Annotation data for object locations:
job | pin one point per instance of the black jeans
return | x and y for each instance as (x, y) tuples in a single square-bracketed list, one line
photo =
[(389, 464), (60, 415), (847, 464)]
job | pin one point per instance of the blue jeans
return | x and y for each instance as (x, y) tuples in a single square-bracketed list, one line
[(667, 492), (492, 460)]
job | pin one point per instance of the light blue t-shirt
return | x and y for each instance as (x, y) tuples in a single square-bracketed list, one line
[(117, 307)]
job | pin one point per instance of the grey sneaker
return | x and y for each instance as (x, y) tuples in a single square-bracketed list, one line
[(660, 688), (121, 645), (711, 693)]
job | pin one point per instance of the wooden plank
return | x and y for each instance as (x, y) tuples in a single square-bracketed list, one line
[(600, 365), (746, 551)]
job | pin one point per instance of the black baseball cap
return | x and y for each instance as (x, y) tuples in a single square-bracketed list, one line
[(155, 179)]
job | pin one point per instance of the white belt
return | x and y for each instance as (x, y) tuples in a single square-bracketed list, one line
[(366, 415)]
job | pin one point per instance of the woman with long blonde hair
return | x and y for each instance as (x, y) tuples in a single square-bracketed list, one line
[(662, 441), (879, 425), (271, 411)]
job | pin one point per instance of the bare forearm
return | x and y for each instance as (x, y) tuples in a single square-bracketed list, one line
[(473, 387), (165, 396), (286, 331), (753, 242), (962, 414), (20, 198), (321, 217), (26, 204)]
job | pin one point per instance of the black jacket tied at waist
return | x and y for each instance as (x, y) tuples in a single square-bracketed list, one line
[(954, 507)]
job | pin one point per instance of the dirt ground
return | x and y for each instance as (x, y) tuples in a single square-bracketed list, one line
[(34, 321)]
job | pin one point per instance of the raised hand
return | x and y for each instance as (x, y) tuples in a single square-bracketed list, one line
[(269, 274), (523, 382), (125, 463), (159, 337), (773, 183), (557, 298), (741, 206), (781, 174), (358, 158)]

[Description of the task] Render the material above as a two-column CSV with the header columns "instruction" and "points," one row per item covering all of the material. Put each item's text and its answer in their own double-quoted fields, with line breaks replaced by spaces.

[Answer below]
instruction,points
"job | pin one point per instance of the black jeans return | x and y for each instance as (x, y) tuples in a single square-bracketed list, one line photo =","[(389, 464), (60, 415), (847, 464)]"
"job | pin one point per instance of the blue jeans return | x and y for each instance as (x, y) tuples in a single square-bracketed list, one line","[(667, 492), (492, 460)]"
"job | pin one point per instance of the light blue t-shirt return | x and y for each instance as (x, y) tuples in a single square-bracketed list, one line","[(117, 307)]"
"job | pin one point per instance of the grey sneaker return | x and y for each instance as (x, y) tuples in a single square-bracketed list, one line","[(660, 688), (121, 645), (711, 693)]"
"job | pin one point per instance of the wooden plank return | x and y for each instance as (x, y) tuples in a single square-bracketed list, one line","[(600, 365), (746, 551)]"
"job | pin one point per instance of the black baseball cap return | x and y for each instance as (x, y) tuples in a single square-bracketed list, one line","[(155, 179)]"
"job | pin one point per instance of the white belt return | x and y for each instance as (x, y) tuples in a single square-bracketed list, one line","[(366, 415)]"
"job | pin one point per instance of the woman with long blonde hair return | x and y for each instance as (x, y) tuples in a single square-bracketed list, one line","[(662, 441), (879, 425), (271, 411)]"
"job | pin one point per instance of the bare forearm return | x and y for each instance as (x, y) tuples in a single square-bracketed list, one line","[(473, 387), (165, 396), (286, 331), (753, 242), (962, 414), (20, 198), (321, 217), (26, 204)]"
"job | pin one point per instance of the black jacket tied at waist return | x and y for each instance as (x, y) tuples in a single square-bracketed list, one line","[(954, 507)]"
"job | pin one point per instance of the dirt ground return | x and y for each instance as (x, y) tuples in a single square-bracketed list, one line","[(34, 321)]"
"job | pin one point per instance of the raised hand return | x and y for each instance as (x, y) tuples in a single square-bracketed list, one line","[(269, 274), (523, 382), (125, 463), (159, 337), (773, 183), (557, 298), (741, 206), (781, 174), (358, 158)]"